▶ [Exercise objective]: Rewrite all of the material below, putting "a single point for each instance" in place of "one point per instance" each time it occurs and leaving everything else unchanged.

▶ [Position identification records]:
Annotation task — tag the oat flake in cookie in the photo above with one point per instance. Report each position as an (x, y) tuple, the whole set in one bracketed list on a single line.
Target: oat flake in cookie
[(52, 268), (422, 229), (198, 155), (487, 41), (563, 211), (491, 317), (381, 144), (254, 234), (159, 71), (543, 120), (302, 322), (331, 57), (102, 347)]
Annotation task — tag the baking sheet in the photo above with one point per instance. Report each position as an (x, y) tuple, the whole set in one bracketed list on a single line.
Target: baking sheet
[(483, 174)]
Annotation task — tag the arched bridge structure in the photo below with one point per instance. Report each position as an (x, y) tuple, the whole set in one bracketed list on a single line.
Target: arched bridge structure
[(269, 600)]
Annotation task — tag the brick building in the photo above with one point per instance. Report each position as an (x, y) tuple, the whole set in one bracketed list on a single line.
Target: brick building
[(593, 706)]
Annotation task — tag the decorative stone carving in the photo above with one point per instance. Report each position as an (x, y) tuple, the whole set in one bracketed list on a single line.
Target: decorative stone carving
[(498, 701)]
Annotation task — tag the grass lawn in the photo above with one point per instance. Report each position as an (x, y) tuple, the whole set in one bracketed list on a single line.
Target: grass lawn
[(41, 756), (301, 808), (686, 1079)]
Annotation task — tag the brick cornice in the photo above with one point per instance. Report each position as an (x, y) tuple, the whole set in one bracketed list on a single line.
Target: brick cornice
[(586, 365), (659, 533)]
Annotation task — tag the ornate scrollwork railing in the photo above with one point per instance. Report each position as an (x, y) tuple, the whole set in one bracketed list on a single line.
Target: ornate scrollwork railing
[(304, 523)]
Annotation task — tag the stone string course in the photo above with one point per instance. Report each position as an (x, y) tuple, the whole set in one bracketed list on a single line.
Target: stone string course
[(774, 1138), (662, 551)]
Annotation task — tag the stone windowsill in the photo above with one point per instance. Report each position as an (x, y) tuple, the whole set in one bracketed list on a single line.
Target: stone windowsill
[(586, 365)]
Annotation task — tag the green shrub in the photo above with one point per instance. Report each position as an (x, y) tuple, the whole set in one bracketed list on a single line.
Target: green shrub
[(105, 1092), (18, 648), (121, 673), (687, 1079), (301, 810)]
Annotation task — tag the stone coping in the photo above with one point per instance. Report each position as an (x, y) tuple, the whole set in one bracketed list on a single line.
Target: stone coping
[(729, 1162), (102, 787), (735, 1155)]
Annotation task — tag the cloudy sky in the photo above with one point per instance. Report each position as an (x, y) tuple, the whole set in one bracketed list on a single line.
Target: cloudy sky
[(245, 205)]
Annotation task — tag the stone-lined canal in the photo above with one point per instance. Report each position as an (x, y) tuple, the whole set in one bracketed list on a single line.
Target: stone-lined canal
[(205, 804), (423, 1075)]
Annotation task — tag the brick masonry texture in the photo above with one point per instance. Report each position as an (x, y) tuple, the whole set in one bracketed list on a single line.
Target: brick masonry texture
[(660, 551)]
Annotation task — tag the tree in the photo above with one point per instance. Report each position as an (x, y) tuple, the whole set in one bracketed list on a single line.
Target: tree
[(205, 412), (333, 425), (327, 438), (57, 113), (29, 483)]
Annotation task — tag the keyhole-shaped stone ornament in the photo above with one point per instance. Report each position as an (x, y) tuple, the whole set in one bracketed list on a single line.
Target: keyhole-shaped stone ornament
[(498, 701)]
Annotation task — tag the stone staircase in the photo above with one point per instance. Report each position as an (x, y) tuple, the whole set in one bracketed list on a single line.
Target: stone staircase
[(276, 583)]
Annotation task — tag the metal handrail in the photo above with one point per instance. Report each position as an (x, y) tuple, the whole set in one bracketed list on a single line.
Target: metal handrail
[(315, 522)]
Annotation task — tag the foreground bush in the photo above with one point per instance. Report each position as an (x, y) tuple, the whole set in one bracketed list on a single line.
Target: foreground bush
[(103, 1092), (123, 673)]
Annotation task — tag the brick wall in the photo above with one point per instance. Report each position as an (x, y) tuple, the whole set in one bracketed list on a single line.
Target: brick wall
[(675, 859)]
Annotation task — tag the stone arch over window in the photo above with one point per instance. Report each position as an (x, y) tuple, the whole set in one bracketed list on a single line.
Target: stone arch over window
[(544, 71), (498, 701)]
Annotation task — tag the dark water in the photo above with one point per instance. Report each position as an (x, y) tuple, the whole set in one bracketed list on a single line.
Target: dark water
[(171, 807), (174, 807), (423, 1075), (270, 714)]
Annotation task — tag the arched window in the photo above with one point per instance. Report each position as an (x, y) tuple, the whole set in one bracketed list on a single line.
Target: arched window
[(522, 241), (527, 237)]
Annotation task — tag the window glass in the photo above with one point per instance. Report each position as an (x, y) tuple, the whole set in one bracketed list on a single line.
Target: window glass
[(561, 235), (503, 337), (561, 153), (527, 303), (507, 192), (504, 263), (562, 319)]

▶ [Response]:
Annotation task — tag the oat flake in cookie in the photo above with a single point for each instance. Report each position as an (x, y) tuple, the whole set in one bracketed list on a single line.
Target: oat flake in cookie
[(52, 268), (422, 229), (198, 155), (487, 41), (563, 211), (491, 317), (381, 144), (254, 234), (159, 71), (543, 120), (302, 322), (331, 57), (102, 347)]
Annotation task — tag the baking sheet in the photo above with a single point for each instance. Report each position as an (x, y) tuple, the whole set in one bracketed list on a single line.
Target: baking sheet
[(483, 174)]
Annotation task — tag the arched bridge structure in the photo below with a single point for each instance. Report each position as an (x, y) tuple, the whole set in one bracketed list on a single line.
Target: arched bridge structure
[(269, 600)]
Annotation task — tag the brick building in the photo above with a single point for each instance. Report each position as an (x, y) tuple, the whole set in one bracketed list on a single line.
Target: brick building
[(593, 706)]
Annotation task — tag the decorative stone carving in the photo above with a single point for each instance. Report each position as an (x, y) tuple, the whole set in one bracketed list on a single line.
Target: decorative stone carving
[(498, 701)]
Annotation task — tag the grass lawn in the photo above with a single point for each instance. Report each position as an (x, y) tuple, the whole set in one bracketed list on a single line.
Target: grass lawn
[(41, 756), (301, 808), (686, 1079)]
Annotation task — tag the brick cornice in the photo above with a single point for each instance. Report each position as an (x, y) tuple, the whole set in one bracketed list on a single line.
Target: brick cornice
[(586, 365), (659, 533)]
Annotation task — tag the ornate scrollwork railing in the photo above with a single point for each instance. Report each position as an (x, y) tuple, the whole set in one bracketed list on a single line.
Target: ornate scrollwork railing
[(304, 523)]
Annotation task — tag the stone string course in the photo above with a single point for each instance. Report each position as an (x, y) tuple, the whole set in one bracketed list on a single line.
Target: stone string course
[(774, 1138), (662, 551)]
Annotation task — tag the stone windowsill in the photo above with a single point for each instance. Report each position as an (x, y) tuple, the whole set in one bracketed list on a single line.
Target: stone windowsill
[(586, 365)]
Annotation task — tag the green shrub in the photo above with a single point for each instance. Report each position as an (x, y) tuple, the whole set in one bracketed list on a single line.
Target: green shrub
[(105, 1092), (18, 648), (121, 673), (687, 1079), (301, 810)]
Annotation task — tag the stone coping in the photo above with a single point for each instance. Report each position as an (x, y) tuple, the whole set in one bracketed list on a single line.
Target: stone coping
[(729, 1162), (102, 787), (735, 1155)]
Annotation task — tag the cloudy sky in the photo above with a single point for each instance. Report each position as an (x, y) tuple, the whole set in one bracketed list on a single line.
Target: cloudy sky
[(245, 205)]
Annotation task — tag the stone-lined canal in the photo above with a single point for each instance. Report each position as an (x, y) tuple, the whole set in one bracketed list on a single line.
Target: stone-lined canal
[(205, 804), (423, 1075)]
Annotation task — tag the brick masonry texture in the photo above with a single point for each instance. Report each position as an (x, y) tuple, the whole set in one bracketed list on a single line.
Target: brick masonry texture
[(660, 551)]
Annotation task — tag the tree in the photo above with a single point for each instance. Report each position as an (x, y) tuple, the whole set in one bracketed list on a single line.
Target: tree
[(205, 412), (333, 425), (327, 438), (57, 113), (29, 483)]
Annotation task — tag the keyhole-shaped stone ornament in the photo above with a single point for each instance. Report each position as an (x, y) tuple, the whole set in one bracketed list on a single line.
Target: keyhole-shaped stone ornament
[(498, 701)]
Annotation task — tag the stone staircase in the photo above with a single point for each instance. Report each position as an (x, y) tuple, the whole set in one bracketed list on a single line.
Target: stone staircase
[(276, 583)]
Annotation task — tag the metal handrail in the photo above with a single point for each instance. Report each position as an (x, y) tuple, the whole set in one bracketed list on a single line.
Target: metal handrail
[(315, 522)]
Annotation task — tag the foreground bush in the photo above with a single point for each instance. Report each position as an (x, y) tuple, the whole set in one bracketed list on a single line.
Target: foreground bush
[(103, 1092), (123, 673)]
Annotation task — tag the brick wall in the photo above with a single point for each instance. Report each position as an (x, y) tuple, the whole set in one bracketed list on a single line.
Target: brick wall
[(675, 859)]
Annotation task — tag the stone arch over window in the photo above with a single point for each instance. Report each position as an (x, y) tuple, the whole set in one bracketed list on a single line.
Target: stone arch over window
[(544, 71), (498, 701)]
Annotation task — tag the dark water in the photo above with a single point for each instance. Report each position as an (x, y) tuple, the whole set in one bracketed list on a single line.
Target: dark water
[(171, 807), (174, 807), (423, 1075), (270, 714)]
Annotation task — tag the arched window in the photo above with a single point for each instance. Report each position as an (x, y) tuple, the whole set in one bracketed list on a single line.
Target: arched window
[(522, 241), (527, 237)]
Annotation task — tag the window glass in the photo above with a single point for each instance. Report each position as an (x, y) tuple, the whole set in one bracketed list on a single line.
Target: window glass
[(561, 235), (503, 337), (561, 153), (527, 303), (507, 192), (504, 263), (562, 319)]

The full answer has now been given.